- _Page text_:
I disagree, and so do the numbers - IO path exclusion is pretty
cheap for the most part, and not a performance limiting requirement.

e.g. over a range of different benchmarks on 6.15:

https://www.phoronix.com/review/linux-615-filesystems/6

i.e. XFS is 27% faster overall than ext4 and btrfs on a modern NVMe
SSDs.  Numbers don't lie, and these numbers indicate that the IO
path exclusion that XFS implementations for avoiding invalidation
races doesn't have any impact on typical production workloads...

That said, I am most definitely not suggesting that the XFS IO path
exclusion is the solution for the specific buffered read vs cache
invalidation race I pointed out. It's just one example of how it can
be solved with little in the way of runtime overhead.

I suspect the invalidation race could be detected at the page cache
layer with a mark-and-sweep invalidation algorithm using xarray tags
kinda like writeback already does. Those tags could be detected in
the read path at little extra cost (the xarray node is already hot
in cache) which can then punt the folio to a slow path that does the
right thing.  If there's no invalidation tag present, then the fast
path can safely keep doing it's fast path things...

> I think it would be much better to fix the documentation, but that's
> generally out of our hands.

We control the fallocate() specification and documentation
ourselves. But that's not the problem here; the problem is that the
cached data invalidation mechanism used by fallocate operations does
not prevent buffered reads from racing against invalidation and
exposing invalid transient data to users...

-Dave.
-- 
Dave Chinner
david@...morbit.com

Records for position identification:

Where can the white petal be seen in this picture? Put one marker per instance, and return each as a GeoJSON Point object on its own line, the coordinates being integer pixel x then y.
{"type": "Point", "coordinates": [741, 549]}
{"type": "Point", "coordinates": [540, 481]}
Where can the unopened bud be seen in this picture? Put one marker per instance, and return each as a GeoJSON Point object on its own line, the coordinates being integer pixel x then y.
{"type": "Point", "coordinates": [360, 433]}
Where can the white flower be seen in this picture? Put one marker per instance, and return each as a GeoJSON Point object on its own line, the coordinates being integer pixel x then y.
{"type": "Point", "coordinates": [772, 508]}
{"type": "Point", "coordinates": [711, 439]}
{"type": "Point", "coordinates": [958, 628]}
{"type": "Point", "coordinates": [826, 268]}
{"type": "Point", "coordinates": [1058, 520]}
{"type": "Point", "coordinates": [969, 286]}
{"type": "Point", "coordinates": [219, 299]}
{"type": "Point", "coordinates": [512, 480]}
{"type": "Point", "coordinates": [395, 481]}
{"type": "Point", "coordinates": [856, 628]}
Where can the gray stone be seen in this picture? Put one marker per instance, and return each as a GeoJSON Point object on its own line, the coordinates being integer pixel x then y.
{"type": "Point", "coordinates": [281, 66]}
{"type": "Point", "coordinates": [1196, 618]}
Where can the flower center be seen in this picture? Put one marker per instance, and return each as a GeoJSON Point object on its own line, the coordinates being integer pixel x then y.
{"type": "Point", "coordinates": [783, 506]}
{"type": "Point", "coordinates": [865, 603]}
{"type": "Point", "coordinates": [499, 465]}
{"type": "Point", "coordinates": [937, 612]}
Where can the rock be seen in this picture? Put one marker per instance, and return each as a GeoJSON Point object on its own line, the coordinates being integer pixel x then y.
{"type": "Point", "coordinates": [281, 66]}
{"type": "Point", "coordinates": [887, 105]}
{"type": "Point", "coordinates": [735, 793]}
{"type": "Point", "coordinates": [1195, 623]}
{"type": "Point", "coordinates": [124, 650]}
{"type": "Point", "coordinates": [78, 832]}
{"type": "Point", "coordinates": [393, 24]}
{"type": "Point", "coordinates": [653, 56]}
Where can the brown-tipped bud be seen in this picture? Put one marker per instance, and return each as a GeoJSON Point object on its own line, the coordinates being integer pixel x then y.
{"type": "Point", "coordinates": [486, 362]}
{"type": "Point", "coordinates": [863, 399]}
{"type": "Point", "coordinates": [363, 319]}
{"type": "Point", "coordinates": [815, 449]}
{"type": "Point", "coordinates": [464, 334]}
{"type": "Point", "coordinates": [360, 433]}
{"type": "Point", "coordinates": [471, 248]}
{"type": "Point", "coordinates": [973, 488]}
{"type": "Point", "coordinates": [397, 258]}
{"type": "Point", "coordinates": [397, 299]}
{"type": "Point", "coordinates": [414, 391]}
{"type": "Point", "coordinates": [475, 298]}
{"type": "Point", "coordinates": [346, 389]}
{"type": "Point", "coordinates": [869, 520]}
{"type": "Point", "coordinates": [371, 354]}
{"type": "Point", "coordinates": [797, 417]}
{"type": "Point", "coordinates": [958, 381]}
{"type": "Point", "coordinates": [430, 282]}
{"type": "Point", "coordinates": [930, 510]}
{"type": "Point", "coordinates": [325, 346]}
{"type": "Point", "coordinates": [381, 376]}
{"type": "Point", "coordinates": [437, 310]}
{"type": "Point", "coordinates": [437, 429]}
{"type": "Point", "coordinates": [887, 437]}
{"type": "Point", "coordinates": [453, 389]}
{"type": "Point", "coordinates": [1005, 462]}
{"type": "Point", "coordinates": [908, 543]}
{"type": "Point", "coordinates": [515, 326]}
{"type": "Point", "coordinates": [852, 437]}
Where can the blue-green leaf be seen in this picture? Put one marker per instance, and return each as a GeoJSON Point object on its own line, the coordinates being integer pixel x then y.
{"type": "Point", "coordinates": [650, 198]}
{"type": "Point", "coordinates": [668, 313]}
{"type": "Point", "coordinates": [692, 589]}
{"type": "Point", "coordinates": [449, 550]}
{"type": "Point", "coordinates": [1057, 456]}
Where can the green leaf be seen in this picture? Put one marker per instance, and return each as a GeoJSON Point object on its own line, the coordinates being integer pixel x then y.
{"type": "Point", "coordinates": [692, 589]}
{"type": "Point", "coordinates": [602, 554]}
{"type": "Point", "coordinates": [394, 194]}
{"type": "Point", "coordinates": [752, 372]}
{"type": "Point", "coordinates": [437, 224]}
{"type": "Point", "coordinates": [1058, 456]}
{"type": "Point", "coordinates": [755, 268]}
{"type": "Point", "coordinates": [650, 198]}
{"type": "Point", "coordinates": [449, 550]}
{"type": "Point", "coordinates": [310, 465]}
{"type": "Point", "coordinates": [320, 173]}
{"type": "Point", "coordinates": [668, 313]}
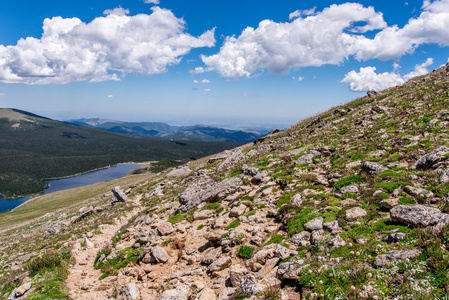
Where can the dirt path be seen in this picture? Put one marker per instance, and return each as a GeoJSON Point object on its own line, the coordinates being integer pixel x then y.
{"type": "Point", "coordinates": [82, 281]}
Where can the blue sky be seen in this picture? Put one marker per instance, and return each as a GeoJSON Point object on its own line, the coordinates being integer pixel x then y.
{"type": "Point", "coordinates": [222, 62]}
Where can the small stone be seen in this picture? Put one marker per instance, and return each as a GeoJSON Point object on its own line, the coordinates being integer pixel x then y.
{"type": "Point", "coordinates": [238, 210]}
{"type": "Point", "coordinates": [418, 192]}
{"type": "Point", "coordinates": [220, 264]}
{"type": "Point", "coordinates": [395, 256]}
{"type": "Point", "coordinates": [165, 228]}
{"type": "Point", "coordinates": [202, 215]}
{"type": "Point", "coordinates": [300, 237]}
{"type": "Point", "coordinates": [332, 226]}
{"type": "Point", "coordinates": [349, 189]}
{"type": "Point", "coordinates": [315, 224]}
{"type": "Point", "coordinates": [236, 274]}
{"type": "Point", "coordinates": [417, 215]}
{"type": "Point", "coordinates": [159, 254]}
{"type": "Point", "coordinates": [389, 203]}
{"type": "Point", "coordinates": [180, 292]}
{"type": "Point", "coordinates": [336, 242]}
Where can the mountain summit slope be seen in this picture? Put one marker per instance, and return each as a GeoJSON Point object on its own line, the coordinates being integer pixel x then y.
{"type": "Point", "coordinates": [348, 204]}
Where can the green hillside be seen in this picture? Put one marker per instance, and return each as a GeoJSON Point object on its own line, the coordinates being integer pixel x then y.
{"type": "Point", "coordinates": [33, 148]}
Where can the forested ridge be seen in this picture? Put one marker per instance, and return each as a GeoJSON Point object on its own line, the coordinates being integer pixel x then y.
{"type": "Point", "coordinates": [34, 148]}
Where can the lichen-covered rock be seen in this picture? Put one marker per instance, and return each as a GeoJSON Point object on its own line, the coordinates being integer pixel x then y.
{"type": "Point", "coordinates": [349, 189]}
{"type": "Point", "coordinates": [120, 195]}
{"type": "Point", "coordinates": [238, 210]}
{"type": "Point", "coordinates": [332, 226]}
{"type": "Point", "coordinates": [236, 274]}
{"type": "Point", "coordinates": [211, 255]}
{"type": "Point", "coordinates": [206, 190]}
{"type": "Point", "coordinates": [432, 158]}
{"type": "Point", "coordinates": [202, 215]}
{"type": "Point", "coordinates": [220, 264]}
{"type": "Point", "coordinates": [396, 256]}
{"type": "Point", "coordinates": [336, 242]}
{"type": "Point", "coordinates": [179, 172]}
{"type": "Point", "coordinates": [180, 292]}
{"type": "Point", "coordinates": [355, 213]}
{"type": "Point", "coordinates": [128, 292]}
{"type": "Point", "coordinates": [298, 238]}
{"type": "Point", "coordinates": [315, 224]}
{"type": "Point", "coordinates": [389, 203]}
{"type": "Point", "coordinates": [417, 215]}
{"type": "Point", "coordinates": [165, 228]}
{"type": "Point", "coordinates": [249, 285]}
{"type": "Point", "coordinates": [372, 167]}
{"type": "Point", "coordinates": [418, 192]}
{"type": "Point", "coordinates": [236, 157]}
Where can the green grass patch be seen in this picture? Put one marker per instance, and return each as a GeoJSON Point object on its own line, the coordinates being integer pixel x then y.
{"type": "Point", "coordinates": [275, 239]}
{"type": "Point", "coordinates": [245, 252]}
{"type": "Point", "coordinates": [347, 181]}
{"type": "Point", "coordinates": [233, 225]}
{"type": "Point", "coordinates": [176, 218]}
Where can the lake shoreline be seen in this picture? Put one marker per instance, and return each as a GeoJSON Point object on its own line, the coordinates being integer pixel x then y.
{"type": "Point", "coordinates": [34, 195]}
{"type": "Point", "coordinates": [59, 188]}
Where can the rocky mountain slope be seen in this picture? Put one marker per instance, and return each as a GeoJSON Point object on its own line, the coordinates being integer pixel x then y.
{"type": "Point", "coordinates": [348, 204]}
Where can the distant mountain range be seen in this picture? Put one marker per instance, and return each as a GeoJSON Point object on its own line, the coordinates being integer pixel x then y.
{"type": "Point", "coordinates": [33, 148]}
{"type": "Point", "coordinates": [163, 130]}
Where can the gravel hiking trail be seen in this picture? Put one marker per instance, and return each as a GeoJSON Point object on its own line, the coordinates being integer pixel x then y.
{"type": "Point", "coordinates": [83, 281]}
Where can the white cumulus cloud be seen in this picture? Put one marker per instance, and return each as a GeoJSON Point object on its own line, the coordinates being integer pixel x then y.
{"type": "Point", "coordinates": [312, 41]}
{"type": "Point", "coordinates": [330, 36]}
{"type": "Point", "coordinates": [107, 48]}
{"type": "Point", "coordinates": [367, 79]}
{"type": "Point", "coordinates": [420, 69]}
{"type": "Point", "coordinates": [152, 1]}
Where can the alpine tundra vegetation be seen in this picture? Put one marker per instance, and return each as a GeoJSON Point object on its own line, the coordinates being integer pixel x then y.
{"type": "Point", "coordinates": [348, 204]}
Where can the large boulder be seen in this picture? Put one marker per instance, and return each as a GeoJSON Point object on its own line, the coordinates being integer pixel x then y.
{"type": "Point", "coordinates": [220, 264]}
{"type": "Point", "coordinates": [417, 215]}
{"type": "Point", "coordinates": [179, 172]}
{"type": "Point", "coordinates": [120, 196]}
{"type": "Point", "coordinates": [372, 167]}
{"type": "Point", "coordinates": [418, 192]}
{"type": "Point", "coordinates": [206, 190]}
{"type": "Point", "coordinates": [431, 159]}
{"type": "Point", "coordinates": [180, 292]}
{"type": "Point", "coordinates": [315, 224]}
{"type": "Point", "coordinates": [395, 256]}
{"type": "Point", "coordinates": [355, 213]}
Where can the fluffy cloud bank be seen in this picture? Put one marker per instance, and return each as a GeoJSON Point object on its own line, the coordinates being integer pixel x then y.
{"type": "Point", "coordinates": [327, 37]}
{"type": "Point", "coordinates": [104, 49]}
{"type": "Point", "coordinates": [368, 79]}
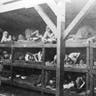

- _Exercise objective_: Repeat everything in the post about IO path exclusion from "e.g. over a" down to "typical production workloads...". This material stands apart from the post about IO path exclusion.

- _Solution for this exercise_:
e.g. over a range of different benchmarks on 6.15:

https://www.phoronix.com/review/linux-615-filesystems/6

i.e. XFS is 27% faster overall than ext4 and btrfs on a modern NVMe
SSDs.  Numbers don't lie, and these numbers indicate that the IO
path exclusion that XFS implementations for avoiding invalidation
races doesn't have any impact on typical production workloads...